* Directions for this task
If a line below holds the word "house", count it; then say how many such lines there are and nothing else.

* Input data
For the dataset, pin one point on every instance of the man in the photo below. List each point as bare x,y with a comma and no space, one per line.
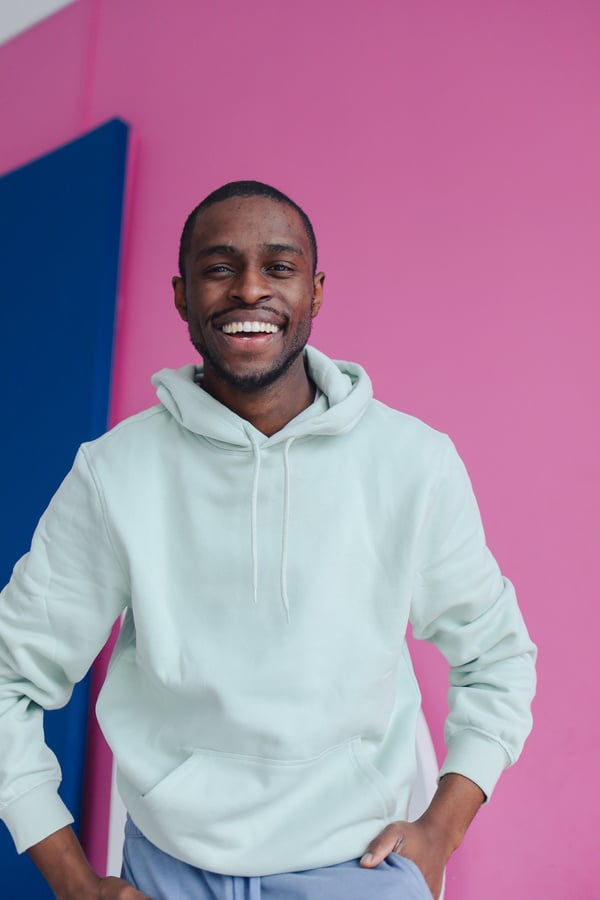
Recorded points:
269,529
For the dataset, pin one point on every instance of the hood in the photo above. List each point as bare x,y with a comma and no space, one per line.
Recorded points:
345,392
345,386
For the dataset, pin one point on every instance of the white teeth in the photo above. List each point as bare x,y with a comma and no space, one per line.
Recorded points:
254,327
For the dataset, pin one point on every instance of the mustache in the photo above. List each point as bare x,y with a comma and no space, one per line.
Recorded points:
217,318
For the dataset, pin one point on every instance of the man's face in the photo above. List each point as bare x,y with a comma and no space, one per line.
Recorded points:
249,295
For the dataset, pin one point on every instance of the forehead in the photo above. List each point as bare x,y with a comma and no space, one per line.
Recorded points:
250,221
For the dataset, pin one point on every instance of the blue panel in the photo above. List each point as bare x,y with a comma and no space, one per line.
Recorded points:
60,225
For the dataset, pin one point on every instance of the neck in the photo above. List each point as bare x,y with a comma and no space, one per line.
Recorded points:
268,409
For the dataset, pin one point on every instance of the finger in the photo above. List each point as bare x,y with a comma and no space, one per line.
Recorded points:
387,842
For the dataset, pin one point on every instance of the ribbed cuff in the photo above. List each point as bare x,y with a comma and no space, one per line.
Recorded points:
35,815
477,757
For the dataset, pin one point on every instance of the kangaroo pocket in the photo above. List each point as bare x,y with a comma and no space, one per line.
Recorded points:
249,815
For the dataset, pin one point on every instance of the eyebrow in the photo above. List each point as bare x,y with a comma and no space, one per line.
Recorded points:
230,250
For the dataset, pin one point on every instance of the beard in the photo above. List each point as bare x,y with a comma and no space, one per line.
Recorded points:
255,381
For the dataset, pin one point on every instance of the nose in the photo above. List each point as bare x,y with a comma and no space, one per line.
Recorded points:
251,286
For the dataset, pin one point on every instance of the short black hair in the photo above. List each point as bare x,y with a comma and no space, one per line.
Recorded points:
242,189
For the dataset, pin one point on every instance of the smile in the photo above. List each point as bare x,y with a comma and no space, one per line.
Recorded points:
249,328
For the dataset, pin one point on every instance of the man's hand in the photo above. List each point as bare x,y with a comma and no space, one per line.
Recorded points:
416,841
61,861
115,889
430,841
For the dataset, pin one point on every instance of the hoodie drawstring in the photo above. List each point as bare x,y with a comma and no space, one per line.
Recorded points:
285,527
253,514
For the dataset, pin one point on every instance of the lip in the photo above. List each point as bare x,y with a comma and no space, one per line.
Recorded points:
267,316
247,342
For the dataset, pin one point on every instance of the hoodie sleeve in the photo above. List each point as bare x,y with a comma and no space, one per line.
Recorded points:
56,613
464,605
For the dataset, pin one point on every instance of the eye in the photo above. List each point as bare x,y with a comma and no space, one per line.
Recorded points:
219,269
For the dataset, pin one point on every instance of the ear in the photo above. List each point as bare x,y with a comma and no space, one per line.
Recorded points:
180,299
317,293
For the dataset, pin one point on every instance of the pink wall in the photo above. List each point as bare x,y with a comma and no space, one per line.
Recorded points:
448,154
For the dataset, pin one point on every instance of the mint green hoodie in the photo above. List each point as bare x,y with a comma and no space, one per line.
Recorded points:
260,702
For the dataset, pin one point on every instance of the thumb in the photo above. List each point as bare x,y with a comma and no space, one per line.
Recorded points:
386,842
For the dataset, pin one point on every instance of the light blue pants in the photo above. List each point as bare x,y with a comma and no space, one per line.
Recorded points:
163,877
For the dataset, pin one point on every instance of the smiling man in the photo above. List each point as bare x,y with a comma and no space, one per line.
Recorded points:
269,530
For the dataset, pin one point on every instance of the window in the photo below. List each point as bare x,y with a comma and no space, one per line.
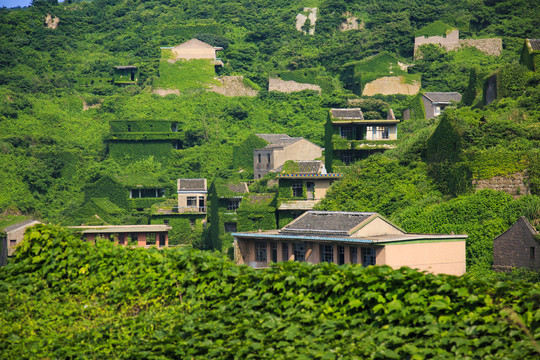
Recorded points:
341,255
327,253
345,132
274,252
298,189
299,252
230,227
354,255
260,251
285,251
346,157
192,201
232,204
368,256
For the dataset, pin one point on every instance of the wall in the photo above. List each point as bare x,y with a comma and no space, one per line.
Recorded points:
436,257
512,249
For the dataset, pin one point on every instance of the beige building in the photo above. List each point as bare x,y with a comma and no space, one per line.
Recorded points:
196,49
192,195
351,238
281,148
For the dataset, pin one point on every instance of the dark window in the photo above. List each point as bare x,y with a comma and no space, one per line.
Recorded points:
274,252
285,251
341,255
299,252
260,251
230,227
298,189
354,255
233,204
327,253
192,201
368,256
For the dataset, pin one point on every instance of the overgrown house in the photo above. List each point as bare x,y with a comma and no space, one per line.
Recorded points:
351,238
350,136
281,148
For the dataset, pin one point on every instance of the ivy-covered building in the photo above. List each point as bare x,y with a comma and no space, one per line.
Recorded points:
350,136
143,138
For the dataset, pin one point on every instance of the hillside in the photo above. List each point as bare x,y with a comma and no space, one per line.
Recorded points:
59,107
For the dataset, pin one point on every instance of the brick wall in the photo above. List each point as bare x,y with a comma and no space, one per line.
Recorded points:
513,248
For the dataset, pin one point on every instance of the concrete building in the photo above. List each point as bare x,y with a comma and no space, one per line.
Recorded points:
280,148
517,247
192,195
138,235
436,102
351,238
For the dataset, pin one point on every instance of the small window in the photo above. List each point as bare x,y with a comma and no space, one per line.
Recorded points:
298,189
285,251
232,204
260,251
274,252
341,255
354,255
327,253
299,252
230,227
192,201
368,256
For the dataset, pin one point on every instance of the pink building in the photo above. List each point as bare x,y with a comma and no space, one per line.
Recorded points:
137,235
351,238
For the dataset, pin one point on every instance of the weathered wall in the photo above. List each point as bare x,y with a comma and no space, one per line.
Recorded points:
391,85
516,184
275,84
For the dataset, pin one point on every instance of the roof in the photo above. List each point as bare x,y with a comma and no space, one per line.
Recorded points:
20,225
192,185
347,114
278,140
535,44
238,188
326,222
443,97
108,229
305,167
196,43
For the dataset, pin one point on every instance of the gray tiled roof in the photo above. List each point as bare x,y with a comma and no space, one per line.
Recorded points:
191,184
535,44
238,188
326,222
354,113
19,225
305,167
442,97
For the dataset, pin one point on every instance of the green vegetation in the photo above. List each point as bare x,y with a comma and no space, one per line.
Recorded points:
62,297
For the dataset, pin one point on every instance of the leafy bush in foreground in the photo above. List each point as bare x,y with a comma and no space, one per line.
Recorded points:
64,298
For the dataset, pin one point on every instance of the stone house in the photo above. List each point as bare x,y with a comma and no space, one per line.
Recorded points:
353,137
137,235
15,234
192,195
351,238
196,49
435,102
280,148
517,247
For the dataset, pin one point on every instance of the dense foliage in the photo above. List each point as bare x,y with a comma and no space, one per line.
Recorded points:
63,298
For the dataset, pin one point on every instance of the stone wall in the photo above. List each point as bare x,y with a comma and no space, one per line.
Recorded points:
513,184
276,84
491,47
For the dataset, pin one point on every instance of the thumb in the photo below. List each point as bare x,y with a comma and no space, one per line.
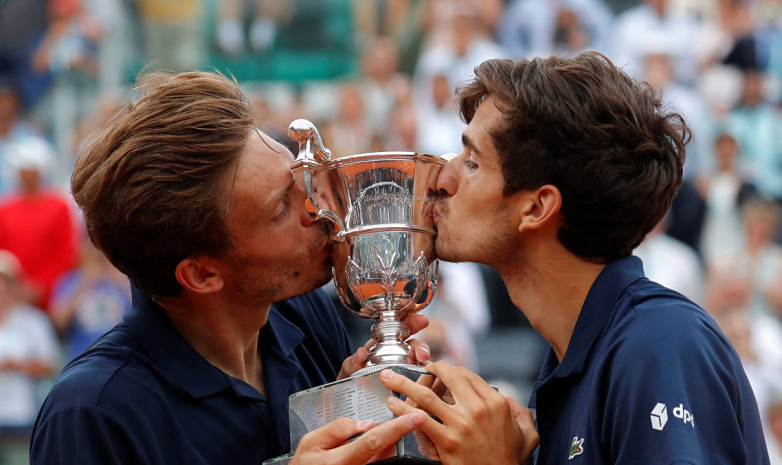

* Task response
2